PROBLEM TO SOLVE
In every record below, change "Pick out each instance with a single point" to "Mark every instance with one point" and keep everything else the same.

ENTRIES SUPPLIED
◆ ◆ ◆ ◆ ◆

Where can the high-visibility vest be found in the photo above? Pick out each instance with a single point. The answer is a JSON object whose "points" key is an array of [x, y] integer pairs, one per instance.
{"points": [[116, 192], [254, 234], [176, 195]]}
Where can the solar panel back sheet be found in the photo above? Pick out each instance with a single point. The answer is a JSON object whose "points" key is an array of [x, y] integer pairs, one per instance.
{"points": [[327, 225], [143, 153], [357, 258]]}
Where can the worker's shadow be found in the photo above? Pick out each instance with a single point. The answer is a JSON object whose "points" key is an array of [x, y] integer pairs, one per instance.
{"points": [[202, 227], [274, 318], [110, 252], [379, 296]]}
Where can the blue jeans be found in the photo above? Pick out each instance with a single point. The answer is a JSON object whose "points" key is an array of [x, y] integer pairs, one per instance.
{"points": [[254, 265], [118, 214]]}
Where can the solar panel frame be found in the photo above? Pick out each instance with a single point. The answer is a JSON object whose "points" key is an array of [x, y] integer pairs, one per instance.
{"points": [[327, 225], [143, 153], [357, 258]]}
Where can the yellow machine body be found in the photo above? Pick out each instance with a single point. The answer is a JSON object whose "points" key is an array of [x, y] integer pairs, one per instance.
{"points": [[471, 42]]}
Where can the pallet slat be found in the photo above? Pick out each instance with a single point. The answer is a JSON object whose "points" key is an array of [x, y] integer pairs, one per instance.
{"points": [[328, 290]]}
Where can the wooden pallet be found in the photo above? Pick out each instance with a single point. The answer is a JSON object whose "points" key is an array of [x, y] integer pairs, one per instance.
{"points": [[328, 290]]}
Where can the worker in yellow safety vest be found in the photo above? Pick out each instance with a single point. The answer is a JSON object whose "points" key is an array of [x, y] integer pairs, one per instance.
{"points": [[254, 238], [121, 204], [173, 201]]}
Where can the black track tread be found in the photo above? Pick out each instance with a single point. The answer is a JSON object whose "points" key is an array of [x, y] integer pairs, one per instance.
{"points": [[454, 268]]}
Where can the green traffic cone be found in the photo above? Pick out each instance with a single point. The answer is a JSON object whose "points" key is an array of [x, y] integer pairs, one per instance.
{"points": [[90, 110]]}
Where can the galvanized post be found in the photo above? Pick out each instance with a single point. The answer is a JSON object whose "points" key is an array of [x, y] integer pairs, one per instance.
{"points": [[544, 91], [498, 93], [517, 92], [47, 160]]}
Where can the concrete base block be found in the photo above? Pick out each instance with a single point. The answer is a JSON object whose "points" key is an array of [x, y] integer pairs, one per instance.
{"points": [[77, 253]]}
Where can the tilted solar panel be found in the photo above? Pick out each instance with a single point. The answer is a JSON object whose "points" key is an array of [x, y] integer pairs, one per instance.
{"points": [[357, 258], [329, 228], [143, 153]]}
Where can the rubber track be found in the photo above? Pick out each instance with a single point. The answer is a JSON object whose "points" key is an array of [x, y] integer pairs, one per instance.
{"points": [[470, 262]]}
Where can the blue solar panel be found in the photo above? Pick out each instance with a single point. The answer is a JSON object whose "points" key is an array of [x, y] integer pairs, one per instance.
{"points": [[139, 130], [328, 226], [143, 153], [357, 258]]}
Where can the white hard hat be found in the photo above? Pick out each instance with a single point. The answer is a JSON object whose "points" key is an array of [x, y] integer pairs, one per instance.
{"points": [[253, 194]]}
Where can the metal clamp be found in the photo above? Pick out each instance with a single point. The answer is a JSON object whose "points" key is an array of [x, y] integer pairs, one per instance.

◆ ◆ ◆ ◆ ◆

WRITTEN SOLUTION
Where can the high-visibility vest be found in the photo above? Mark every instance with one point. The answer is a JSON object whose "points" key is an array of [x, y] integer pairs, one per instance.
{"points": [[116, 192], [254, 234], [176, 195]]}
Where can the solar panel back sheet be found in the photo above? Mark every instance with one point. The answer is a JSON object whose "points" key is an array of [x, y] integer pairs, one per instance.
{"points": [[327, 225], [143, 153], [357, 258]]}
Where can the worker's shadow be found in the photo above? Mark every instance with one point. The answer is a JSON object whose "points" key is an array of [x, y] integer pairs, one per instance.
{"points": [[202, 227], [274, 318], [110, 252], [379, 296]]}
Where can the blue jeans be found in the photo above? Mark every instance with one point. The answer is a JSON object whose "points" key is an array of [x, y] integer pairs, one per instance.
{"points": [[254, 265], [118, 214]]}
Where can the solar panel frame be found in the photo above? Mark every instance with one point. The answer is a JSON object whose "points" key is an array of [x, y] integer pairs, one per instance.
{"points": [[327, 225], [143, 153], [357, 258]]}
Where can the yellow machine body be found in the photo above? Mark every instance with one point. The answer is a JSON object whose "points" key is an array of [x, y] integer pairs, one per instance.
{"points": [[471, 42]]}
Where can the pallet slat be found in the photo above? Mark every instance with one point. The answer is a JSON object whose "points" key is an array of [x, y] integer pairs, one per instance.
{"points": [[328, 290]]}
Where can the wooden pallet be found in the photo above? Mark every instance with one point. The answer is a JSON object whose "points" key is an array of [x, y] integer pairs, one per instance.
{"points": [[328, 290]]}
Where can the worker in yellow safety vest be found in the photo above? Mark every instance with one point. The answer is a JSON object whose "points" key is an array of [x, y] integer pairs, one per instance.
{"points": [[254, 238], [121, 204], [173, 201]]}
Where can the black track tread be found in the photo above? Mark every instance with one point. The answer is a JSON object whose "points" key is an array of [x, y] integer pairs, one per instance.
{"points": [[454, 268]]}
Where can the green traffic cone be found in the photo above? Mark every instance with one point. The answer is a JSON object whose "points" key is an array of [x, y] integer pairs, one per instance.
{"points": [[90, 110]]}
Where can the galvanized post be found in the photo above? Mark every instance with one point. The answer is a JSON object whose "points" key is an array of [x, y] integer pairs, one per instance.
{"points": [[544, 91], [498, 93], [517, 92], [47, 160]]}
Where can the concrete base block be found in the photo above? Mark every instance with one point. The answer is a JSON object whose "points" key is an array of [x, y] integer pairs, one per instance.
{"points": [[77, 253]]}
Where can the tilted solar panel be found in the photo above? Mark every instance with one point. The answer is a JSON object whose "points" key is an array of [x, y] integer pairs, one per instance.
{"points": [[357, 258], [329, 228], [143, 153]]}
Where can the rubber track be found in the photo above? Mark every instance with one point. The answer is a JSON object whose "points" key is an array of [x, y] integer pairs, one per instance.
{"points": [[470, 262]]}
Where can the blue solar panel be found in the photo above? Mark every instance with one point. The answer is a JSON object whose "points" key is an array of [x, y] integer pairs, one per instance.
{"points": [[139, 130], [328, 226], [143, 153], [357, 258]]}
Where can the white hard hat be found in the photo above? Mark every instance with one point. The answer is a JSON object whose "points" key is an array of [x, y] integer pairs, one per instance.
{"points": [[253, 194]]}
Where can the metal clamp be found in the photo above? Mark every instance with one point. The answer is a JSON object whose "points" key is an array of [x, y] integer pairs, one per instance.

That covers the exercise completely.